Your objective: Rewrite the items below, changing "white door frame" to "wooden door frame" and keeping all other text identical. Omit the pictures from your answer.

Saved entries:
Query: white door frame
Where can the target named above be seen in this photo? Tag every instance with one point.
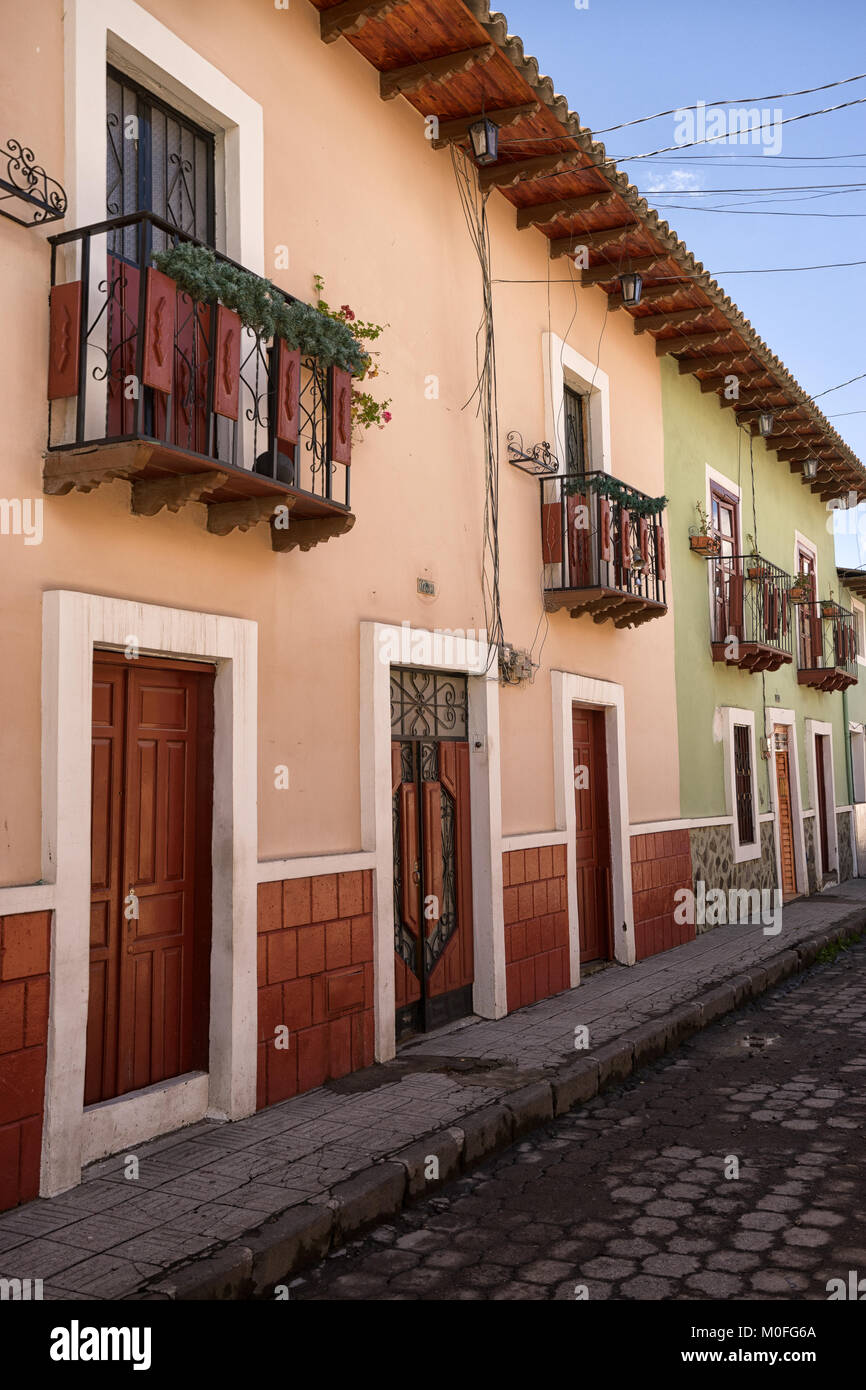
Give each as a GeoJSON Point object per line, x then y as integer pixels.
{"type": "Point", "coordinates": [382, 647]}
{"type": "Point", "coordinates": [813, 729]}
{"type": "Point", "coordinates": [569, 690]}
{"type": "Point", "coordinates": [787, 716]}
{"type": "Point", "coordinates": [74, 626]}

Output below:
Query: wooden door frame
Where can the target named above be seen in this photo? Tag every instance with one point.
Give each as a GeoJSON Point object per line, x then y as integer pixels.
{"type": "Point", "coordinates": [382, 647]}
{"type": "Point", "coordinates": [813, 729]}
{"type": "Point", "coordinates": [569, 690]}
{"type": "Point", "coordinates": [787, 716]}
{"type": "Point", "coordinates": [74, 626]}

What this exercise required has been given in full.